# TASK REQUIREMENTS
Using the entries below, return word for word the lines from the one containing "Task: place one keypoint on every instance of the white wall" up to and including the last.

[Image point grounding data]
=-=-=

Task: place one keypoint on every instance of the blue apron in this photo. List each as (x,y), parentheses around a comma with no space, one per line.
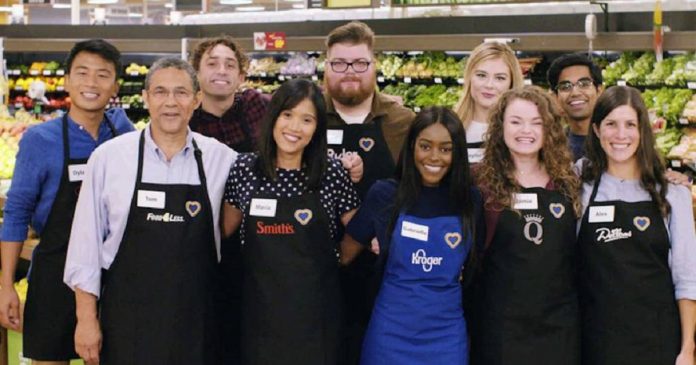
(418,316)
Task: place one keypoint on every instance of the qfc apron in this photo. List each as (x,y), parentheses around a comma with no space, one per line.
(630,315)
(360,280)
(418,316)
(157,299)
(291,300)
(49,314)
(526,302)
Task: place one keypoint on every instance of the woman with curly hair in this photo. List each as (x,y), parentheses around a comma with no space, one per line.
(525,309)
(637,245)
(491,70)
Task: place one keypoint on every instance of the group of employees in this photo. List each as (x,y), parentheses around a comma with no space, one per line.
(335,226)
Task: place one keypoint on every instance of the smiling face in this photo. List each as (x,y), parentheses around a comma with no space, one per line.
(578,102)
(489,80)
(294,129)
(170,100)
(91,82)
(350,88)
(523,128)
(433,154)
(619,136)
(219,72)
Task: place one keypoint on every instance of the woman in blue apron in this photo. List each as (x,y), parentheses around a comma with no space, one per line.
(424,222)
(287,199)
(491,69)
(637,244)
(525,308)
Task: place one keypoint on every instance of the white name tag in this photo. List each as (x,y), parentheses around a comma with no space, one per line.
(151,199)
(415,231)
(525,201)
(263,207)
(76,172)
(601,214)
(475,155)
(334,136)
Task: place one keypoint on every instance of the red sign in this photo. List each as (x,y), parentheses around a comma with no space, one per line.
(269,41)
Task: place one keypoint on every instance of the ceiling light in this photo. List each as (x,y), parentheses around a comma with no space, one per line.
(235,2)
(250,8)
(101,2)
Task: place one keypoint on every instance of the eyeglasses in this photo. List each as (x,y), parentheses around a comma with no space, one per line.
(358,66)
(567,86)
(163,94)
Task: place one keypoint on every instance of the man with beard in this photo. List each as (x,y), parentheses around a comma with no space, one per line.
(576,82)
(364,121)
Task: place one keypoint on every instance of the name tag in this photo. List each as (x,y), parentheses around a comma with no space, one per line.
(76,172)
(415,231)
(334,136)
(525,201)
(151,199)
(601,214)
(475,155)
(263,207)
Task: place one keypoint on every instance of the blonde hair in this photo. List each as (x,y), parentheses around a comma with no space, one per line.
(496,176)
(484,52)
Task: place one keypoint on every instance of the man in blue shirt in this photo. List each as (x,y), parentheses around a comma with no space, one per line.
(47,179)
(577,83)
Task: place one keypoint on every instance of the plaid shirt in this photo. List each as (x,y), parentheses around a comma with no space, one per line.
(239,127)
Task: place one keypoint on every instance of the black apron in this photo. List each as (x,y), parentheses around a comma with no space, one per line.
(630,315)
(360,281)
(157,298)
(49,313)
(526,299)
(291,300)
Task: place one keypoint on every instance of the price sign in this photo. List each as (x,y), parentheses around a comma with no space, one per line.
(269,41)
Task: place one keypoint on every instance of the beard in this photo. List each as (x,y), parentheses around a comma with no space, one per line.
(351,97)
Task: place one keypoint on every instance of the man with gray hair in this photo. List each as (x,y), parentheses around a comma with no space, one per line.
(145,237)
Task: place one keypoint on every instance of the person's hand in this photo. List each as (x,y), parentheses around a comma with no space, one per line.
(374,246)
(677,178)
(685,358)
(9,307)
(88,340)
(354,164)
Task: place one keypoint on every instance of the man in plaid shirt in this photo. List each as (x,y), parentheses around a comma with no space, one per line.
(225,114)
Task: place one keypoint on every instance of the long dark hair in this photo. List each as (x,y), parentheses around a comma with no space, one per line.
(652,169)
(457,178)
(314,157)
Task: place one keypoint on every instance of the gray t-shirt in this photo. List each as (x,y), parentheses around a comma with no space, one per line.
(680,225)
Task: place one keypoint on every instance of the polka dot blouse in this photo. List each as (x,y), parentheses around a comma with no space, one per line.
(336,194)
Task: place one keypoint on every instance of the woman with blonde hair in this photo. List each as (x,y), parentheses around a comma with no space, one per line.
(491,70)
(525,305)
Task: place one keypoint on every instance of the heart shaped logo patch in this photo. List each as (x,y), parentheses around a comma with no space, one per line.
(642,223)
(193,208)
(557,209)
(453,239)
(303,216)
(366,143)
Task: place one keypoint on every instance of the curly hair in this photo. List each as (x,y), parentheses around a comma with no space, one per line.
(496,174)
(208,44)
(651,167)
(484,52)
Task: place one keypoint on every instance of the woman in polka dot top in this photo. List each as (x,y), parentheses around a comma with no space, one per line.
(288,199)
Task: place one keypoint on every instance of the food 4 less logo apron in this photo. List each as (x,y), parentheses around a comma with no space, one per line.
(368,141)
(526,309)
(630,315)
(157,302)
(291,300)
(49,314)
(418,316)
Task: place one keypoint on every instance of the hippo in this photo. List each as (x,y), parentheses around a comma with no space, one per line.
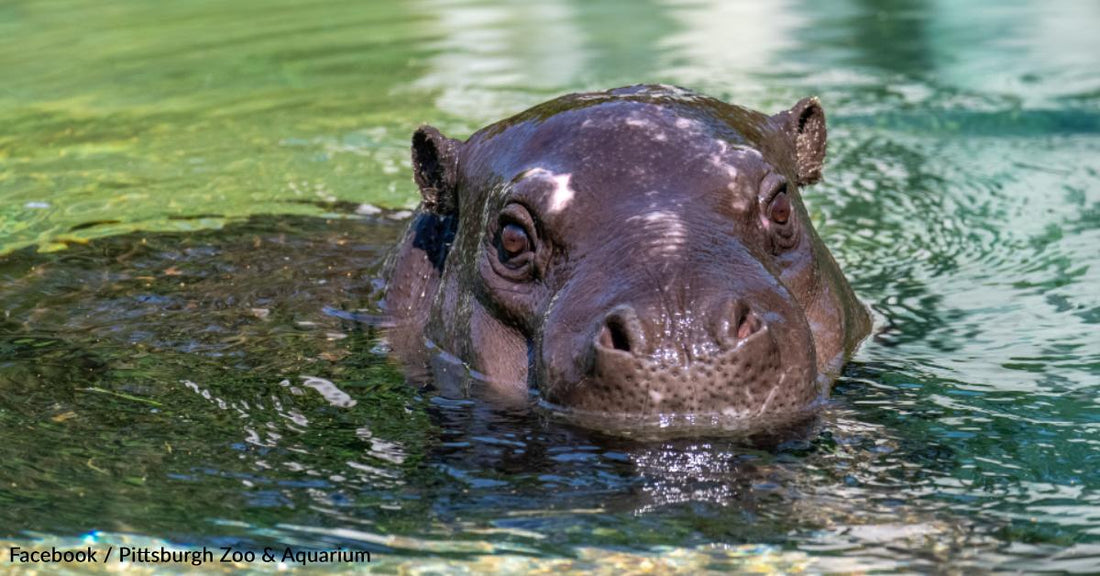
(638,256)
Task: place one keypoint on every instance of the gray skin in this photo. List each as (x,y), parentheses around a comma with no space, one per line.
(640,254)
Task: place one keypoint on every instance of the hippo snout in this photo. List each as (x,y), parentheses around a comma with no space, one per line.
(724,361)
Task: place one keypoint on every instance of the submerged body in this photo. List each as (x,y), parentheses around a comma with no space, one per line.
(640,254)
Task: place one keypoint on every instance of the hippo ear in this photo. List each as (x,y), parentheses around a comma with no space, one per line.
(804,125)
(435,168)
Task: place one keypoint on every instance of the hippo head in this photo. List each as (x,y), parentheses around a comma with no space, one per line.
(641,253)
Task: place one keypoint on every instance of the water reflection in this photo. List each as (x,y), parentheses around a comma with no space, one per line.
(218,385)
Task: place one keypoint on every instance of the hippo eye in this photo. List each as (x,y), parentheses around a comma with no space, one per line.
(779,210)
(514,241)
(778,218)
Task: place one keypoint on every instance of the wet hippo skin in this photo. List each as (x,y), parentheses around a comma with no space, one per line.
(639,255)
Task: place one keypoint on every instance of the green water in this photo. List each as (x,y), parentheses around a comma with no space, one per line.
(190,244)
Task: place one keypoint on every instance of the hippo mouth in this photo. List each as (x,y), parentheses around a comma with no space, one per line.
(743,381)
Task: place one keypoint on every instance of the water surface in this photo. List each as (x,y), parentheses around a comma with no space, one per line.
(195,198)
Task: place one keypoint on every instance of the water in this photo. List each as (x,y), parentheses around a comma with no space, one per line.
(189,199)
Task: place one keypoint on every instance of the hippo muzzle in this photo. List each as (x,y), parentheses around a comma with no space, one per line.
(685,336)
(639,254)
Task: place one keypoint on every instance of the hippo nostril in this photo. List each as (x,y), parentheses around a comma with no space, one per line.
(748,325)
(622,331)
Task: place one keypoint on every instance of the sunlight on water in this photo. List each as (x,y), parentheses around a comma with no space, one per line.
(196,198)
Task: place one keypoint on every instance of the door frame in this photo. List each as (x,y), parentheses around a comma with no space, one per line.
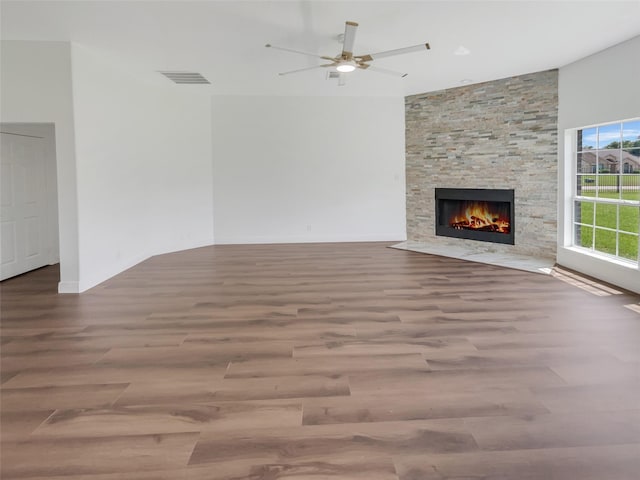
(46,131)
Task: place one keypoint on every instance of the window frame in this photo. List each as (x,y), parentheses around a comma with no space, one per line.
(578,200)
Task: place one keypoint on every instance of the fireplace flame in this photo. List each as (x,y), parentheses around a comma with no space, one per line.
(479,217)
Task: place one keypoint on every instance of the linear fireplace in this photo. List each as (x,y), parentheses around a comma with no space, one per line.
(476,214)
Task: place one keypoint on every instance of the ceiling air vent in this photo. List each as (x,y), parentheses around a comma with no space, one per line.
(189,78)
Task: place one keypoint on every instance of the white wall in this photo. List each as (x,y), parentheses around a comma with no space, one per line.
(308,169)
(598,89)
(144,167)
(35,87)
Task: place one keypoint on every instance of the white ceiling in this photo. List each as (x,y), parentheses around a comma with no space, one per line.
(224,40)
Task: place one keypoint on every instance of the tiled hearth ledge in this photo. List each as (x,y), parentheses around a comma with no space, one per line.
(519,262)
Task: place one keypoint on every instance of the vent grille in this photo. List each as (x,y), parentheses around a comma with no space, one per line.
(189,78)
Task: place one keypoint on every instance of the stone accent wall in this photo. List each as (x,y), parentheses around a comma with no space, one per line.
(500,134)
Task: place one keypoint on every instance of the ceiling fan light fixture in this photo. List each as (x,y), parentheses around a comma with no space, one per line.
(346,67)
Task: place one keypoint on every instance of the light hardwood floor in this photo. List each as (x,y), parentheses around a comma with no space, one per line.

=-=-=

# SOLVED PROBLEM
Task: place one keypoint on every instance of the white wall in this photo. List each as (x,y), parentheses around a comma with no space, one per line.
(308,169)
(598,89)
(144,167)
(35,87)
Task: place one keypoint on every instance of the white ceiling in this photo. List each as (x,y), parentheses around a comma with no space, one per line.
(224,40)
Task: place one keypoint on every instance of the tiled hearth ledge in this photo. List each as (x,y), parentheses around a comma with no space, one per line.
(519,262)
Task: place one keypoint on every instance of the vent grille in this photo. List each as (x,y), parentheses around a comma with no space, one per line.
(189,78)
Task: place one keypoint on every instance of the stone accent wall in this photo. List each as (x,y), parentheses around a comma with no space, one per line.
(500,134)
Task: place one keypoint on every instance of the ceiling fan light fixture in this photo. List each as (x,y), parentheses around a comma with no space, one per line.
(346,67)
Task: place one keypoint on every instance of the light hardwood floor in this photo. List each as (x,y), parentheses around a comma with no space, one per line.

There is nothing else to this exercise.